_GIVEN PROBLEM A_
Extract the lines of the records from the line containing "of the window" through the line containing "Target: window with white frame", and reproduce them unchanged.

_SELECTED EXCERPT_
****************

The principal clearing systems we will use are the book-entry systems operated by DTC in the United States, Clearstream in Luxembourg and Euroclear in Belgium. These systems have established electronic securities and payment, transfer, processing, depositary and custodial links among themselves and others, either directly or indirectly through custodians and depositaries. These links allow securities to be issued, held and transferred among the clearing systems without the physical transfer of certificates.

 

Special procedures to facilitate clearance and settlement have been established among these clearing systems to trade securities across borders in the secondary market. Where payments for senior debt securities we issue in global form will be made in U.S. dollars, these procedures can be used for cross-market transfers and the senior debt securities will be cleared and settled on a delivery against payment basis.

 

If we issue senior debt securities to you outside of the United States, its territories and possessions, you must initially hold your interests through Euroclear, Clearstream or the clearance system that is described in the applicable prospectus supplement. Cross-market transfers of securities that are not in global form may be cleared and settled in accordance with other procedures that may be established among the clearing systems for these securities.

 

Clearstream and Euroclear hold interests on behalf of their participants through customers’ securities accounts in the names of Clearstream and Euroclear on the books of their respective depositories, which, in the case of securities for which a global security in registered form is deposited with DTC, in turn hold such interests in customers’ securities accounts in the depositories’ names on the books of DTC.

****************

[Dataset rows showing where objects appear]

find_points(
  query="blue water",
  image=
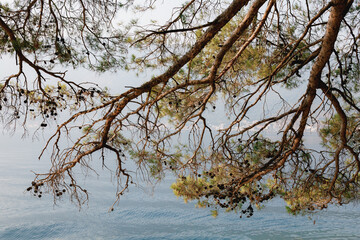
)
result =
(142, 215)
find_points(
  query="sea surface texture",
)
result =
(141, 214)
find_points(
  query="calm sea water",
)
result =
(142, 215)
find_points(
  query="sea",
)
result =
(146, 212)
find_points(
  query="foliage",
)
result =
(239, 57)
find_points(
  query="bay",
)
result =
(141, 214)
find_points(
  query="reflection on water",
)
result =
(140, 215)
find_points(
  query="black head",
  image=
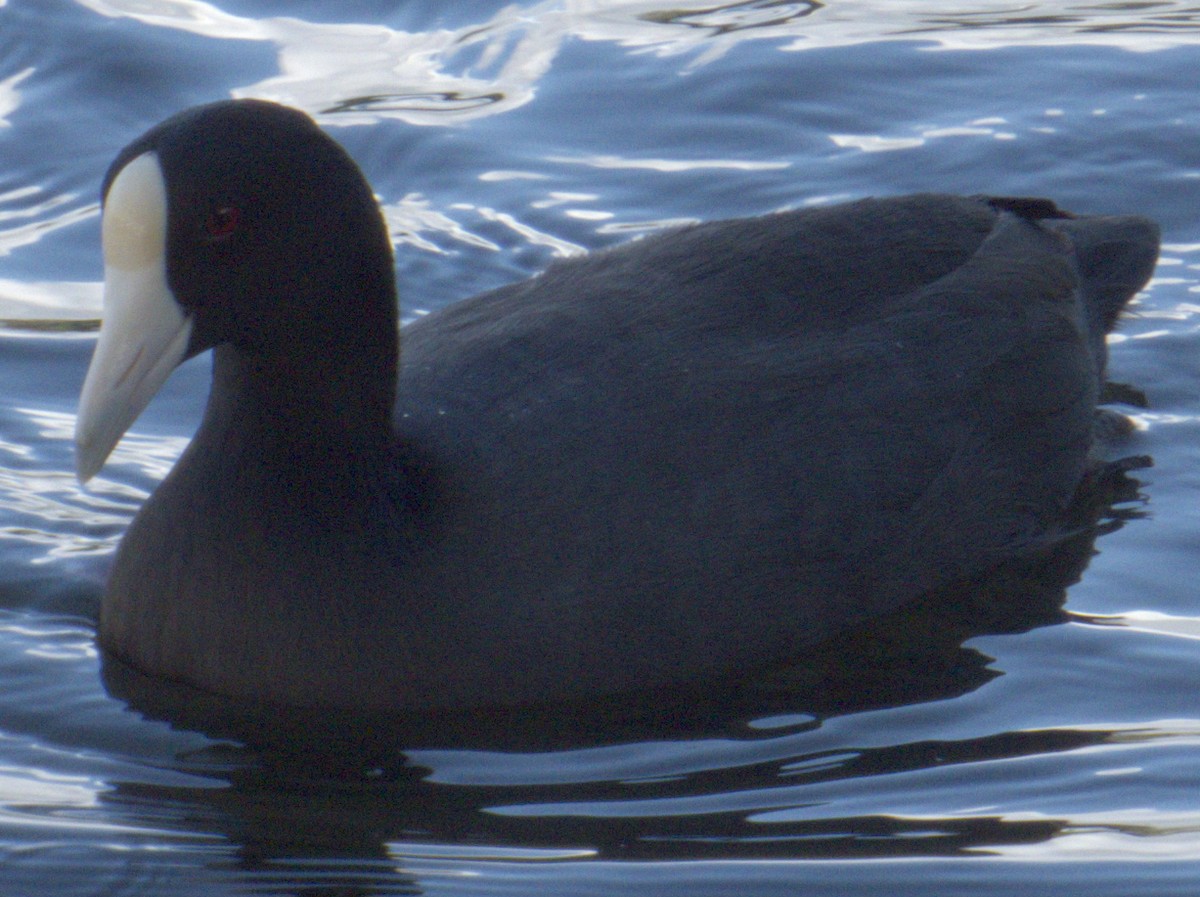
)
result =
(271, 230)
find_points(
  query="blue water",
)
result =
(1009, 747)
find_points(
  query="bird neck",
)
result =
(311, 414)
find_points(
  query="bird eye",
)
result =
(222, 222)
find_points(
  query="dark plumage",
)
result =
(693, 455)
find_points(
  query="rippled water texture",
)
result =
(1036, 734)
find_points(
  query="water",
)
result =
(1012, 746)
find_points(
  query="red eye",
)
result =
(222, 221)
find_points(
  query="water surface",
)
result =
(1041, 736)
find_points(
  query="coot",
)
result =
(697, 453)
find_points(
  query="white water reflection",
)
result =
(9, 96)
(361, 72)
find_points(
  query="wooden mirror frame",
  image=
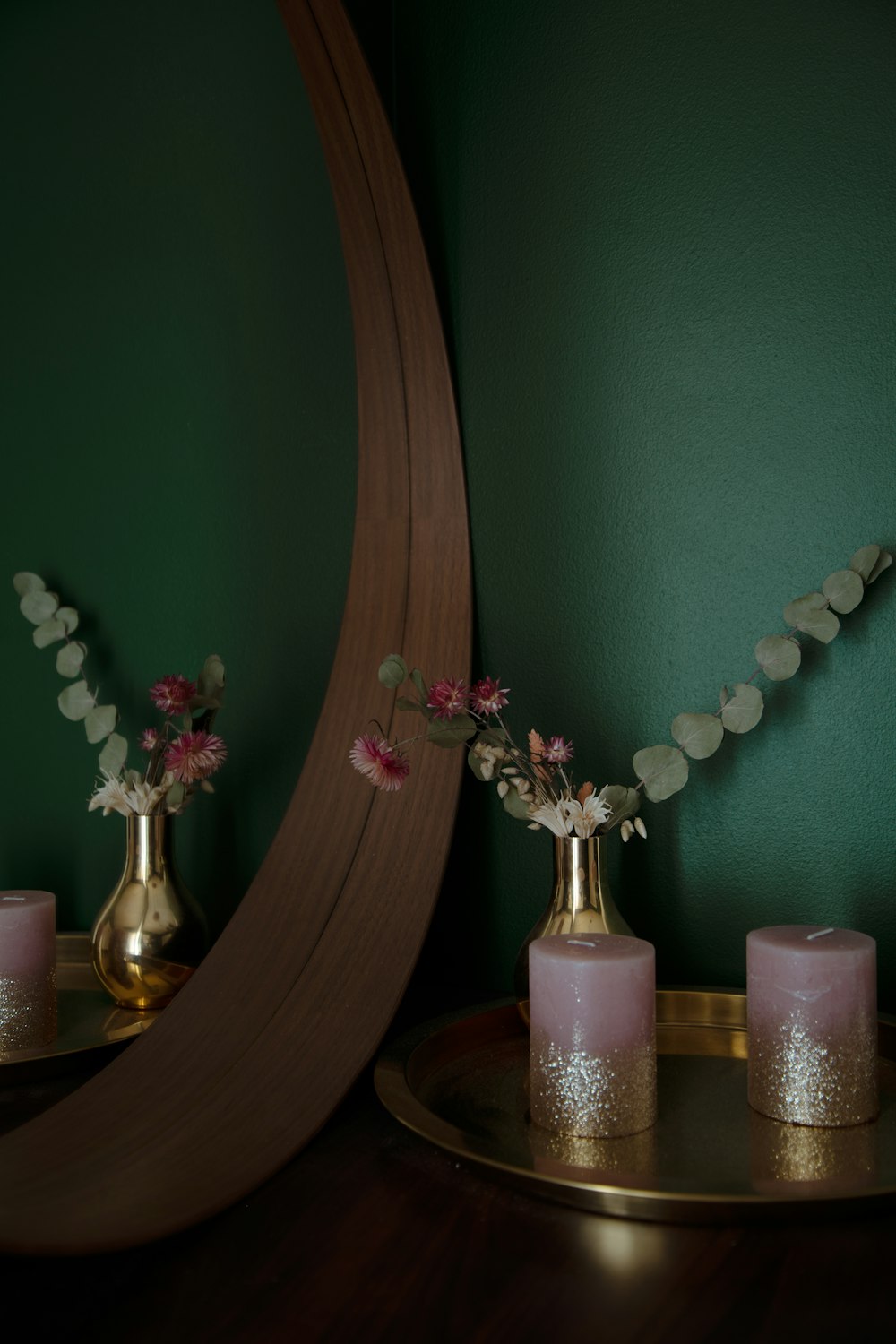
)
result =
(260, 1047)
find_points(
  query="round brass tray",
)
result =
(462, 1082)
(88, 1018)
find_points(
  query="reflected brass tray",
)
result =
(462, 1082)
(88, 1019)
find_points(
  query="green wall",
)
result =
(177, 413)
(662, 237)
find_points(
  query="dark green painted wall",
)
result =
(662, 241)
(664, 244)
(177, 413)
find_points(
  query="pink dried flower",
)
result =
(172, 694)
(556, 752)
(381, 762)
(449, 698)
(195, 755)
(487, 696)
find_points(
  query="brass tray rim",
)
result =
(73, 957)
(397, 1093)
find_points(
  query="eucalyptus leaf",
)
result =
(699, 734)
(48, 632)
(516, 806)
(884, 562)
(210, 682)
(70, 658)
(392, 671)
(99, 722)
(662, 769)
(39, 607)
(745, 709)
(75, 701)
(844, 590)
(864, 561)
(115, 754)
(450, 733)
(26, 582)
(810, 615)
(778, 656)
(621, 800)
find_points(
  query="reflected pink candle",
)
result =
(27, 969)
(592, 1048)
(812, 1024)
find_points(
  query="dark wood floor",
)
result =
(374, 1234)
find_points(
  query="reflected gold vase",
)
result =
(151, 935)
(581, 902)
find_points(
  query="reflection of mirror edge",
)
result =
(260, 1047)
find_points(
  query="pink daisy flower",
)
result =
(195, 755)
(556, 752)
(447, 698)
(172, 694)
(487, 696)
(381, 762)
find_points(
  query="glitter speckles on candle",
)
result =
(806, 1078)
(27, 1011)
(594, 1096)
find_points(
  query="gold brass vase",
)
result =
(581, 902)
(151, 935)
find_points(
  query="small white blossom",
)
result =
(110, 796)
(142, 798)
(489, 758)
(552, 816)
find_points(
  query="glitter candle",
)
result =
(812, 1024)
(27, 969)
(592, 1048)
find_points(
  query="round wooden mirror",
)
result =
(263, 1042)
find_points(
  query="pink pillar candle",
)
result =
(812, 1024)
(592, 1053)
(27, 969)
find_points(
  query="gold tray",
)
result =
(462, 1082)
(88, 1019)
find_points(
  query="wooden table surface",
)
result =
(374, 1234)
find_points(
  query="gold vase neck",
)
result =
(579, 874)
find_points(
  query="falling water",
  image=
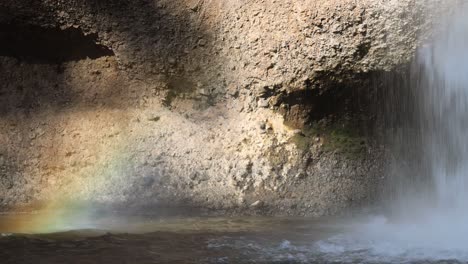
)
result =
(428, 219)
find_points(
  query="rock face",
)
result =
(240, 106)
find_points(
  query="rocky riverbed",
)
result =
(241, 107)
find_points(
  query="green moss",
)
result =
(340, 137)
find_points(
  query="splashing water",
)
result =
(430, 215)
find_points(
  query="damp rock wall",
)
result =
(243, 107)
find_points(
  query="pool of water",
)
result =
(146, 239)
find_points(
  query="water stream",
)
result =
(427, 221)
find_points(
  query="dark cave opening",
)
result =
(35, 44)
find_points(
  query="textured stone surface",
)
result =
(190, 111)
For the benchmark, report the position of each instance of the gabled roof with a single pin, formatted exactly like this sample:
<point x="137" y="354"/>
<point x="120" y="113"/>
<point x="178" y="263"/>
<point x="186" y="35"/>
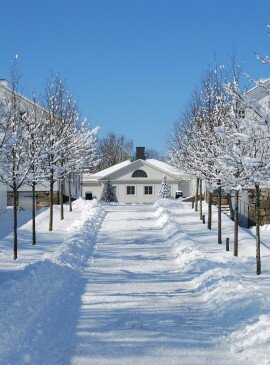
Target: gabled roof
<point x="110" y="170"/>
<point x="156" y="164"/>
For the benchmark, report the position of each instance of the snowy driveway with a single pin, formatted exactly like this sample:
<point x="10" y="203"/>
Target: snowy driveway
<point x="137" y="307"/>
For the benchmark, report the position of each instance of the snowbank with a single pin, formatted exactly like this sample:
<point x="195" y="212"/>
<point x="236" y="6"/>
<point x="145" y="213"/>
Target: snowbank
<point x="254" y="339"/>
<point x="231" y="298"/>
<point x="45" y="284"/>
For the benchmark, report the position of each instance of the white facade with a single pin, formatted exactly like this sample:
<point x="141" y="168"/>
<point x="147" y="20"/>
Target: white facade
<point x="129" y="189"/>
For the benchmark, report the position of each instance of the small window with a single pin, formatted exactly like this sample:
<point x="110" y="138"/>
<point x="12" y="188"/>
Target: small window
<point x="88" y="196"/>
<point x="139" y="173"/>
<point x="242" y="113"/>
<point x="148" y="190"/>
<point x="130" y="190"/>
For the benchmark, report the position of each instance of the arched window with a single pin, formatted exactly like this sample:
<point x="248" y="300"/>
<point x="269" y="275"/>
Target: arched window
<point x="139" y="173"/>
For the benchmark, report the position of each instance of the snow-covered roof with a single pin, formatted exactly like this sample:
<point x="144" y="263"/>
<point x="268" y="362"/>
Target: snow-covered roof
<point x="110" y="170"/>
<point x="166" y="168"/>
<point x="160" y="165"/>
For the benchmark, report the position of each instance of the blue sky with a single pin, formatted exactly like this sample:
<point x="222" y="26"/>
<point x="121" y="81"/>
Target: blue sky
<point x="132" y="65"/>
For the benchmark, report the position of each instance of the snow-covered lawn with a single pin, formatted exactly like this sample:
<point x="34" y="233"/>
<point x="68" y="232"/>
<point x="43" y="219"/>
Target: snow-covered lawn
<point x="151" y="286"/>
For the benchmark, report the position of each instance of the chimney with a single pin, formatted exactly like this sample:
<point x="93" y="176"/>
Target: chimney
<point x="4" y="83"/>
<point x="140" y="153"/>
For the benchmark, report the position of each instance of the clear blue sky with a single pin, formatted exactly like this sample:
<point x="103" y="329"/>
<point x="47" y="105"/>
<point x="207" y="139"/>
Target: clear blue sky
<point x="131" y="64"/>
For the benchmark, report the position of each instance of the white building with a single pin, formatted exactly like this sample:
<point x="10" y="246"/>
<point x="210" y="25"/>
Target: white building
<point x="137" y="181"/>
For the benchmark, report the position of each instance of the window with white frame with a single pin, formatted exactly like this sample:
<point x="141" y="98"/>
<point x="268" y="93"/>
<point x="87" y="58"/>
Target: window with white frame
<point x="148" y="190"/>
<point x="130" y="190"/>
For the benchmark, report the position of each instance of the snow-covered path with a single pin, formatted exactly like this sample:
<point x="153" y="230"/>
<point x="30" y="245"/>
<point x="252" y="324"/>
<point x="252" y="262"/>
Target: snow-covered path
<point x="137" y="307"/>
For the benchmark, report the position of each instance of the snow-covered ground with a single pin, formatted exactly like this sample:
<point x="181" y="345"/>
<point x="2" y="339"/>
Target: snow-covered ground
<point x="151" y="286"/>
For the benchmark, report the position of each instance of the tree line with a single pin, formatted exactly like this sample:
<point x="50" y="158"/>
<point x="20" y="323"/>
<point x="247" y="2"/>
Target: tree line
<point x="43" y="140"/>
<point x="223" y="139"/>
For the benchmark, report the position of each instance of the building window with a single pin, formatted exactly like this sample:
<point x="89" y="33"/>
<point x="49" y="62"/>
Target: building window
<point x="130" y="190"/>
<point x="88" y="196"/>
<point x="139" y="173"/>
<point x="148" y="190"/>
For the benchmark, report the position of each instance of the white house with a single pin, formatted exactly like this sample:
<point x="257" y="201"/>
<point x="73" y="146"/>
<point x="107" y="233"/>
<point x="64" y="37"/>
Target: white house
<point x="137" y="181"/>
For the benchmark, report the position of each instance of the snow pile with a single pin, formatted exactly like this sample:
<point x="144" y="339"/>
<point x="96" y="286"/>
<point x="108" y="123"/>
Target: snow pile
<point x="228" y="295"/>
<point x="44" y="285"/>
<point x="254" y="340"/>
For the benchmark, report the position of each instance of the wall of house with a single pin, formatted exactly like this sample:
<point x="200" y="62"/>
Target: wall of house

****************

_GIVEN PROBLEM B_
Please continue the passage on securities clearing systems from where it stops.

_RESULT A_
For the benchmark, report the position of each instance of the window with white frame with a single pin, formatted exactly like this sample:
<point x="141" y="98"/>
<point x="268" y="93"/>
<point x="87" y="58"/>
Target: window with white frame

_RESULT B_
 

The policies of DTC, Clearstream and Euroclear will govern payments, transfers, exchanges and other matters relating to your interest in securities held by them. This is also true for any other clearance system that may be named in a prospectus supplement. We have no responsibility for any aspect of the actions of DTC, Clearstream or Euroclear or any of their direct or indirect participants. We have no responsibility for any aspect of the records kept by DTC, Clearstream or Euroclear or any of their direct or indirect participants. We also do not supervise these systems in any way. This is also true for any other clearing system indicated in a prospectus supplement.

 

DTC, Clearstream, Euroclear and their participants perform these clearance and settlement functions under agreements they have made with one another or with their customers. You should be aware that they are not obligated to perform these procedures and may modify them or discontinue them at any time. The description of the clearing systems in this section reflects our understanding of the rules and procedures of DTC, Clearstream and Euroclear as they are currently in effect. Those systems could change their rules and procedures at any time.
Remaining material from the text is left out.